-- START OF TEXT SEGMENT --

The team therefore mounted a complex excavation project, carefully mounding the soil where it wouldn’t cause problems, covering it with soil and plants. A bioswale was also created to filter storm water entering the river.

To complete the picture, the building was installed with operable, low-e glass, double-hung, argon-filled aluminum windows that preserve the look of the building in their old-world design and act as an ultra-efficient and functional “first line” of cooling. Working from two originals, the team matched the profiles, then designed the easy-to-operate awning window to look like a double-hung sliding sash.

This old building appears to have attained a significant energy-saving boost through the retrofitting project, but there have been a few hiccups along the way, and efficiencies are likely to be less than those achieved by building new, even with embodied energy taken into consideration.

“I think it is harder to reach the same performance levels as new construction when we adapt historic structures,” suggests Moss. “It is generally much more difficult to integrate new building systems into historic interiors in a visually satisfactory way, but their operation can still be quite sophisticated.”

-- END OF TEXT SEGMENT --
-- START OF RECORDS SHOWN --

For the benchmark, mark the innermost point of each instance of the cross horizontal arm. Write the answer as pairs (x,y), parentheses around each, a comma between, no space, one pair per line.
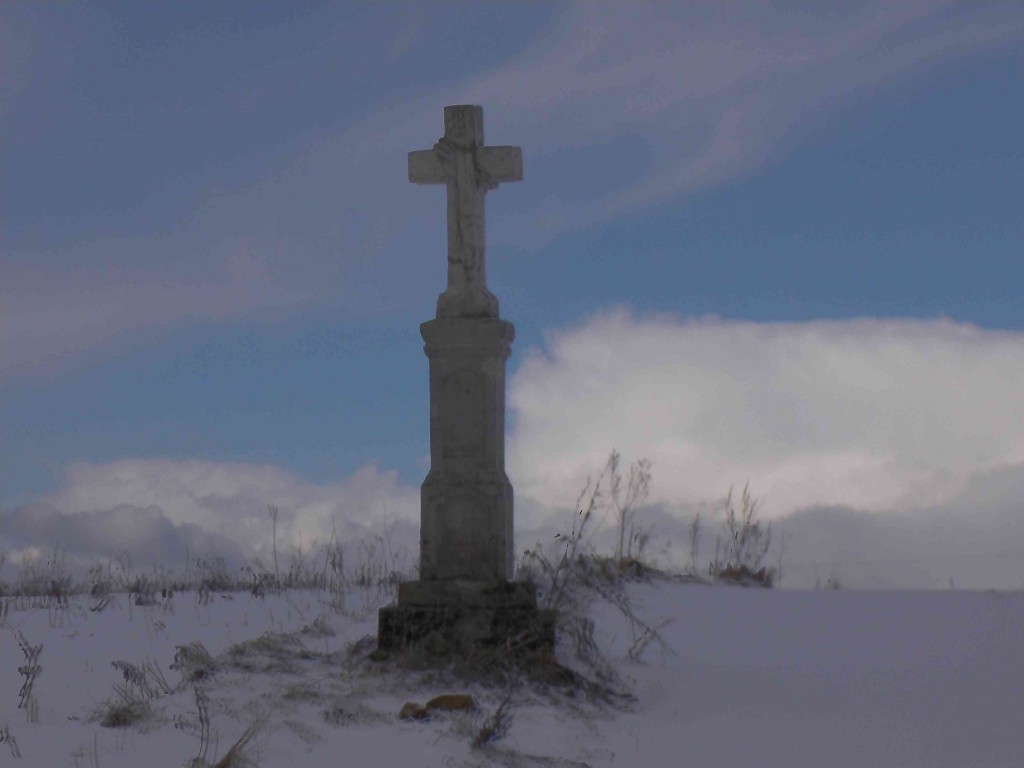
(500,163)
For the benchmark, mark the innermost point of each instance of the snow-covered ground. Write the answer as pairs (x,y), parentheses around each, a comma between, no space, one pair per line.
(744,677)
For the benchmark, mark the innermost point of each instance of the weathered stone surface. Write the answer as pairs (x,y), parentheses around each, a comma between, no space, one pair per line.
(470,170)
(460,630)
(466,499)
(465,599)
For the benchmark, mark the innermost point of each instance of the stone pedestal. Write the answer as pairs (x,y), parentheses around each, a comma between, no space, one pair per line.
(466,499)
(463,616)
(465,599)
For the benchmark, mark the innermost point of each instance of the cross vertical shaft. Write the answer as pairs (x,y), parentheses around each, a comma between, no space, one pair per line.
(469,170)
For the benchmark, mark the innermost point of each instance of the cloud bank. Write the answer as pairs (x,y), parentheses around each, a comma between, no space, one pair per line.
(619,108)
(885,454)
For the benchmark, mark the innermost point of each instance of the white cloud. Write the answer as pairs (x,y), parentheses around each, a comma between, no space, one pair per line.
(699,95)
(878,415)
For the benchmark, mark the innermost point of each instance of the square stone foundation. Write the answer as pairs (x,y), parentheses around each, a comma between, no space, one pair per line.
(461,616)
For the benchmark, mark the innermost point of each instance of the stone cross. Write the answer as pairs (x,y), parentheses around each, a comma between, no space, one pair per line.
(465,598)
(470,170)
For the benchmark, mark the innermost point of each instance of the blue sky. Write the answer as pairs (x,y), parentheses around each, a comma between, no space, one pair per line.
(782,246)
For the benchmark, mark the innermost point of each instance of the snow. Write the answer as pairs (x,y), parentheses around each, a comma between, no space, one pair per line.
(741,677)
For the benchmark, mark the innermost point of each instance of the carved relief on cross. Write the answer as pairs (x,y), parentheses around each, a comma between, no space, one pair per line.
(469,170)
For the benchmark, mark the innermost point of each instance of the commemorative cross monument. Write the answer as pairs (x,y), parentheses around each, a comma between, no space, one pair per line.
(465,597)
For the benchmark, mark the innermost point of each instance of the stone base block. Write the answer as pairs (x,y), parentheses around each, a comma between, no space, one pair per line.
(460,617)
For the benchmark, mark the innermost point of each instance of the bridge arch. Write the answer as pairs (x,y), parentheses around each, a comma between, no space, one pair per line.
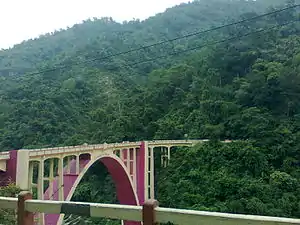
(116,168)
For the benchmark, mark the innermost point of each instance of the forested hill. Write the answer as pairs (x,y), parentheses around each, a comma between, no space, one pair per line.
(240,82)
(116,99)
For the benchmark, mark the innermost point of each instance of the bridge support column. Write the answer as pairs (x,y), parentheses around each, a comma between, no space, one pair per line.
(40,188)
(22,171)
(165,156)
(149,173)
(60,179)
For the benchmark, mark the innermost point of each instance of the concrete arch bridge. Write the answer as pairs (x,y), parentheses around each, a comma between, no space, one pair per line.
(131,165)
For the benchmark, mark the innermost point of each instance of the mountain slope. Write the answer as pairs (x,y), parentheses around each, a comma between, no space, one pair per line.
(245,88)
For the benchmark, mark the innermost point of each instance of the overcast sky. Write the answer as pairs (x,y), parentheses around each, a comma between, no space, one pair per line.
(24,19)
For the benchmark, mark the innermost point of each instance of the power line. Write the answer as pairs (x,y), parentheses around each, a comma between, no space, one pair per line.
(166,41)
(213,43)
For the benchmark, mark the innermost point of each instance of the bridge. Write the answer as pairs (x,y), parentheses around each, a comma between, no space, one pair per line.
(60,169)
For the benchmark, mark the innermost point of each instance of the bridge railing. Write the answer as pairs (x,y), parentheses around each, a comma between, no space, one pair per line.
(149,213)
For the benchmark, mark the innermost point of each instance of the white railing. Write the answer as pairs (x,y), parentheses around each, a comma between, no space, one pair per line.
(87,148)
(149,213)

-- END OF RECORDS SHOWN --
-- START OF RECORDS SHOWN --

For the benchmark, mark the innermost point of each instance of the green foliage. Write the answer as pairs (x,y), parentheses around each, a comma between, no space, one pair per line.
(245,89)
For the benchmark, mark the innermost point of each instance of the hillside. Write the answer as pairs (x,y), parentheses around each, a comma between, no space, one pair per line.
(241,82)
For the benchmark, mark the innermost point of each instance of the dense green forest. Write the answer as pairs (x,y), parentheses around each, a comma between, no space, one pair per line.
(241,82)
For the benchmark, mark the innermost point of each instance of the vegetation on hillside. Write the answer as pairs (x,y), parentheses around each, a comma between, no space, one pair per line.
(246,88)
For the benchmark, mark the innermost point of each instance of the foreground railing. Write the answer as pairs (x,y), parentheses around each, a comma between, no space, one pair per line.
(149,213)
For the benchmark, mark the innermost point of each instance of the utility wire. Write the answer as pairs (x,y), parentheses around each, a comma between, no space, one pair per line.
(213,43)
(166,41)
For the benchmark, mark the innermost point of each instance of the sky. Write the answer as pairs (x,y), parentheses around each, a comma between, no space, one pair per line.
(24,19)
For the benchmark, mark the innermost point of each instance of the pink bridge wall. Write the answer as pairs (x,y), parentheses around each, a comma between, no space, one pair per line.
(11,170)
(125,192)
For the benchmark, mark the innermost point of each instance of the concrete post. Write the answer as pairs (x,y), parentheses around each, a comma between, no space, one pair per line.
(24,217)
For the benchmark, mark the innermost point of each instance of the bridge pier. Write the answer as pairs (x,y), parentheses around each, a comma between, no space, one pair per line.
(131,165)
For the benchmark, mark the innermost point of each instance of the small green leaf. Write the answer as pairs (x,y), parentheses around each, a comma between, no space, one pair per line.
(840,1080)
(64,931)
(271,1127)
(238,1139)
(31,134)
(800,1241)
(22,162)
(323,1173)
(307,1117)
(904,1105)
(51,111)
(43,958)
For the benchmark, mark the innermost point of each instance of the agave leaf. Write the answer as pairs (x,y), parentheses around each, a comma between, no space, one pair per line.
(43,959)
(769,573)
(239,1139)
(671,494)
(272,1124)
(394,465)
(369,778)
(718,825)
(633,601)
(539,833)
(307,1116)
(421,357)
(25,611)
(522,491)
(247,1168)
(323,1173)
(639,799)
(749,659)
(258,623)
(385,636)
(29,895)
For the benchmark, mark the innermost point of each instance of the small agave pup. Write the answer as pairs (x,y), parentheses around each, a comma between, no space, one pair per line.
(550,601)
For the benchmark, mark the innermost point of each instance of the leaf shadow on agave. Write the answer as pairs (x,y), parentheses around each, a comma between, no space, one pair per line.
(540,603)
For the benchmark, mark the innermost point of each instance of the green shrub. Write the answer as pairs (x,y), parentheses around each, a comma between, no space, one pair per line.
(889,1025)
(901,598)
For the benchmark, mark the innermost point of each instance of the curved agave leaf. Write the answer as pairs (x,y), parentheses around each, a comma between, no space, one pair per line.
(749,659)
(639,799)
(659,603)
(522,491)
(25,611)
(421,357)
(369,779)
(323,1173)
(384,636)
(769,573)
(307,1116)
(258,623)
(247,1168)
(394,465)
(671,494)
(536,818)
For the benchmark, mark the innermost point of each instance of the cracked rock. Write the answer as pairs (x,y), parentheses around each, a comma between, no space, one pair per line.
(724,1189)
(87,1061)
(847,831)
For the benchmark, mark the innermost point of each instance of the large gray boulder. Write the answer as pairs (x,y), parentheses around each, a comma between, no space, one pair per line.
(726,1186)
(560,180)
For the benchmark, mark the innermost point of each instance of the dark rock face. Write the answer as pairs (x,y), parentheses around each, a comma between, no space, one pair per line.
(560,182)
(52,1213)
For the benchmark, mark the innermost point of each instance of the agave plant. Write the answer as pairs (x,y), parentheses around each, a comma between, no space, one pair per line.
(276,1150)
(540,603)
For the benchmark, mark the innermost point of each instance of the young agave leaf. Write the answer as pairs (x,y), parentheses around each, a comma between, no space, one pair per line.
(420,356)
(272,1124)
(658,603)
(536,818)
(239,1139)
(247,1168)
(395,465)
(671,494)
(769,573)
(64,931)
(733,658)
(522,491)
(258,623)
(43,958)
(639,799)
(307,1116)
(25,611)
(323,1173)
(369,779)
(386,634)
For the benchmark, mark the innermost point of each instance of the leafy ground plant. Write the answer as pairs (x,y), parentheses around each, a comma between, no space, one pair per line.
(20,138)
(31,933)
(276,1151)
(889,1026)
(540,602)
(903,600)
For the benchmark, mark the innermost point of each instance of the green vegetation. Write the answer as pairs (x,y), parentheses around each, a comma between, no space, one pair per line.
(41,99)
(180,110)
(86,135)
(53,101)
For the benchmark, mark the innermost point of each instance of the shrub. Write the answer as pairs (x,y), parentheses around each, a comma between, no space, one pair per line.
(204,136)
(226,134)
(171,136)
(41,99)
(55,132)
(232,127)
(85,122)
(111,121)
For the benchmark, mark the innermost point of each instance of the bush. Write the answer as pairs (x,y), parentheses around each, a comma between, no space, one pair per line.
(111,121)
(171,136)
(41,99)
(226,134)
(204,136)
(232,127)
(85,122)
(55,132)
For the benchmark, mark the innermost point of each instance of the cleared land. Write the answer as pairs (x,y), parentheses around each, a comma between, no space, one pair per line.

-- END OF RECORDS SHOWN --

## SET TASK 1:
Find each line in the entries that contains the string "shrub", and copy those lines.
## SET TASK 2:
Write what comes next in the passage about retrofitting the historic building, picking up after its last sentence.
The passage and the entries have nothing to do with each other.

## TASK RESPONSE 1:
For the benchmark, mark the innermost point of each instance of the green shrub. Write the answer as pairs (x,y), parentheses around each, a comma between, no space, one pair per line.
For the benchmark, mark the innermost point of each instance of the shrub. Write the answer as pairs (x,y), parentheses around each, a comma between, no space, one pair per line.

## TASK RESPONSE 2:
Buildings similar to the Blackstone typically have heating and cooling ratios around 70-30, and although data on Blackstone’s performance has not yet been published, the team anticipates the building’s envelope and systems designs to result in a 40 percent decrease in overall energy consumption.

Yet sometimes systems don’t perform as well as expected. The efficacy of the geothermal system, for instance, was less than anticipated due to the narrow temperature differential between warmed water from the valance system and cooler groundwater as temperatures increase during summer. Combined with the comparable operating costs between this system and conventional cooling towers or split-system air conditioners, some might view the zero-carbon cooling system’s price too high.

Was it worth it? According to Moss, if you’re not in it for the long haul, it may not be. “The paybacks are not short term. That is why this kind of building makes so much sense for institutions that will continue to own, maintain, and operate their buildings.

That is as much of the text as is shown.